▸ BRIEF 1
In the Quincy Jones article, shorten the paragraph that begins "Quincy grew up in Chicago" while keeping its main facts.
▸ BRIEF 2
According to the Quincy Jones article, in what year did Mercury Records promote him to vice-president?
▸ BRIEF 3
Retype the passage in the Quincy Jones article from "Lost or Forgotten" to "some musical numbers.".

▸ EXTRACTED TEXT
## Start

Lost or Forgotten Oldie of the Day: 1981 Quincy Jones Featuring James Ingram – Just Once

You could fill an entire book just covering the career of Quincy Jones. Just for starters, he has won 28 of the 80 Grammy Awards for which he was nominated.

Quincy grew up in Chicago and his family moved to the Seattle area when he was ten. While in high school, he learned to play the trumpet and began creating arrangements. He spent a few years studying music in college before signing on to tour with bandleader Lionel Hampton. While on the tour, Quincy played piano and trumpet and arranged some musical numbers.

After the tour, Quincy moved to New York City and began a career as a freelance arranger. Some of his early work included Ray Charles, Count Basie, Dinah Washington, and Sarah Vaughan. He then spent the rest of the fifties touring with various jazz groups in Europe before settling back in New York. He accepted a job as Music Director at Mercury Records and the company promoted him to vice-president in 1961.

## End

▸ DATASET CONTENT
## Start

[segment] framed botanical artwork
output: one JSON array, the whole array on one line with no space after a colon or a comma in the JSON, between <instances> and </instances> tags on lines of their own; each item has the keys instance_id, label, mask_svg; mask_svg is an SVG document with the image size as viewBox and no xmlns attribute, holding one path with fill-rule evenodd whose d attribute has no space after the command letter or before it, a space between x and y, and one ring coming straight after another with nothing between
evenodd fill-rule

## End

▸ TASK RESPONSE 1
Quincy grew up in Chicago, and his family moved to the Seattle area when he was ten. In high school he learned trumpet and began arranging. After a few years of studying music in college, he toured with bandleader Lionel Hampton, playing piano and trumpet and arranging some numbers.

▸ TASK RESPONSE 2
1961

▸ TASK RESPONSE 3
Lost or Forgotten Oldie of the Day: 1981 Quincy Jones Featuring James Ingram – Just Once

You could fill an entire book just covering the career of Quincy Jones. Just for starters, he has won 28 of the 80 Grammy Awards for which he was nominated.

Quincy grew up in Chicago and his family moved to the Seattle area when he was ten. While in high school, he learned to play the trumpet and began creating arrangements. He spent a few years studying music in college before signing on to tour with bandleader Lionel Hampton. While on the tour, Quincy played piano and trumpet and arranged some musical numbers.